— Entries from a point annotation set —

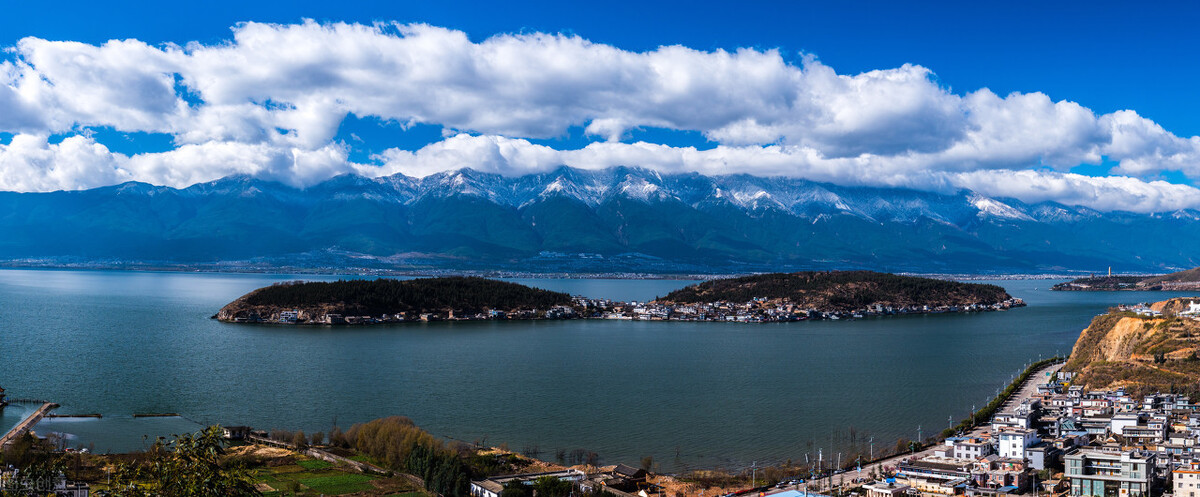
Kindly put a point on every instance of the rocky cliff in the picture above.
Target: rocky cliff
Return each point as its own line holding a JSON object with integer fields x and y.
{"x": 1140, "y": 353}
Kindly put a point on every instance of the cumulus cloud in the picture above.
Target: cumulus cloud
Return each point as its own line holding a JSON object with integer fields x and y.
{"x": 269, "y": 102}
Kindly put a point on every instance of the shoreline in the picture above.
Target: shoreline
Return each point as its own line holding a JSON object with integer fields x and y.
{"x": 493, "y": 274}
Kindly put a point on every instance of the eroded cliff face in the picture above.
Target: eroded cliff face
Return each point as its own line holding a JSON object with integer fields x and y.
{"x": 1141, "y": 354}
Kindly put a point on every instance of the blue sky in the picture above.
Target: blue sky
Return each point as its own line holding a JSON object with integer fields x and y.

— TASK TO COMPLETE —
Reproduce every entry word for word, but skip any pictures.

— OUTPUT BELOW —
Kindly put a point on every instance of the rocky cliff in the picture above.
Target: rocky cliff
Return each point as its own line holding a JSON object with integer fields x and y.
{"x": 1140, "y": 353}
Kindly put a point on every instance of the cumulus cloud in the picture above.
Target: cumulus cloud
Return each point as its own line holding a JSON object with integer fields x and y.
{"x": 269, "y": 102}
Kindly put a point on every instance of the shoreline in the picture above.
Target: shoreline
Return each point as its own line holding a JSON object with integer fields x and y.
{"x": 493, "y": 274}
Kindly put a point on every instance of the eroded cliff face in the picture above.
Target: eroded cliff face
Return each point as its own line holding a JSON object with integer fields x and y.
{"x": 1141, "y": 354}
Kindly put a point on every instance of the blue sky in the picture above.
Target: blue sky
Return each point as its own line holding a JSON object with integer fields x and y.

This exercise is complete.